** Supplied material **
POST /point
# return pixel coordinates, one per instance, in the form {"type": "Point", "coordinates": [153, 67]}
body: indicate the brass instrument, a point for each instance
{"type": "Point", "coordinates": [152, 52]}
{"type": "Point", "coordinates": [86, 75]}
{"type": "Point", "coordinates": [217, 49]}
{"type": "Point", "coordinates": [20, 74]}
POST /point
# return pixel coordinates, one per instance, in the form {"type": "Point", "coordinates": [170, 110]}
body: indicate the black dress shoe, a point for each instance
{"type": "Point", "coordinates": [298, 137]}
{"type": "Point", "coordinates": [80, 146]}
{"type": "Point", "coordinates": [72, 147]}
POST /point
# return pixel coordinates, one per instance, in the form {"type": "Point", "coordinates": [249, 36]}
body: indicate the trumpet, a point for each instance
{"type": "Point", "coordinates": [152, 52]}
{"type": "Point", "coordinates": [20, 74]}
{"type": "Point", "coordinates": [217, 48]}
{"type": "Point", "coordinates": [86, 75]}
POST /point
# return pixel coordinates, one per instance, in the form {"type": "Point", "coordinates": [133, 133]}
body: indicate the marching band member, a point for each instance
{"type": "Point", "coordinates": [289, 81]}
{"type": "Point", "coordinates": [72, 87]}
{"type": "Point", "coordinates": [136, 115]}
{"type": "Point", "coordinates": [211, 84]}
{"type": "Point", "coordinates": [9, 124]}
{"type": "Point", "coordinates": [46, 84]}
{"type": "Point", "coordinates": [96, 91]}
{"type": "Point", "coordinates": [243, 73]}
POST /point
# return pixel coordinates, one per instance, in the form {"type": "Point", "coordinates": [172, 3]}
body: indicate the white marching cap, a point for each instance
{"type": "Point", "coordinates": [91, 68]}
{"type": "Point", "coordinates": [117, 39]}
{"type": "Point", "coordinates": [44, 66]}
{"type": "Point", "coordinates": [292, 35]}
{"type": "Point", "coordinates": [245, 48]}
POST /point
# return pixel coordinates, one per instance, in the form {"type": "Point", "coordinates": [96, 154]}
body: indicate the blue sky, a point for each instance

** What you need to do **
Repeating the listing in full, word for word, is the required output.

** Exercise output **
POST /point
# return pixel coordinates, one per instance, in the form {"type": "Point", "coordinates": [153, 67]}
body: indicate the brass instrument, a point for each instance
{"type": "Point", "coordinates": [152, 52]}
{"type": "Point", "coordinates": [86, 75]}
{"type": "Point", "coordinates": [217, 49]}
{"type": "Point", "coordinates": [20, 74]}
POST /point
# return pixel coordinates, one per instance, in the form {"type": "Point", "coordinates": [170, 110]}
body: indicate the black dress shoe, a point for each instance
{"type": "Point", "coordinates": [298, 137]}
{"type": "Point", "coordinates": [80, 146]}
{"type": "Point", "coordinates": [72, 147]}
POST /point
# return pixel coordinates, one per instance, in the form {"type": "Point", "coordinates": [249, 36]}
body: indicate the trumpet, a point for each instance
{"type": "Point", "coordinates": [152, 52]}
{"type": "Point", "coordinates": [20, 74]}
{"type": "Point", "coordinates": [217, 48]}
{"type": "Point", "coordinates": [86, 75]}
POST /point
# return pixel coordinates, one per instance, in the form {"type": "Point", "coordinates": [133, 133]}
body: indicate the marching band member, a point for each instance
{"type": "Point", "coordinates": [289, 81]}
{"type": "Point", "coordinates": [72, 87]}
{"type": "Point", "coordinates": [136, 115]}
{"type": "Point", "coordinates": [211, 84]}
{"type": "Point", "coordinates": [9, 124]}
{"type": "Point", "coordinates": [46, 84]}
{"type": "Point", "coordinates": [96, 91]}
{"type": "Point", "coordinates": [243, 73]}
POST /point
# return pixel coordinates, one per instance, in the form {"type": "Point", "coordinates": [172, 3]}
body: indicate the white marching cap, a point for each instance
{"type": "Point", "coordinates": [91, 68]}
{"type": "Point", "coordinates": [117, 39]}
{"type": "Point", "coordinates": [44, 66]}
{"type": "Point", "coordinates": [292, 35]}
{"type": "Point", "coordinates": [245, 48]}
POST /point
# return pixel coordinates, one per instance, in the form {"type": "Point", "coordinates": [96, 154]}
body: indicate the blue sky, a point for each instance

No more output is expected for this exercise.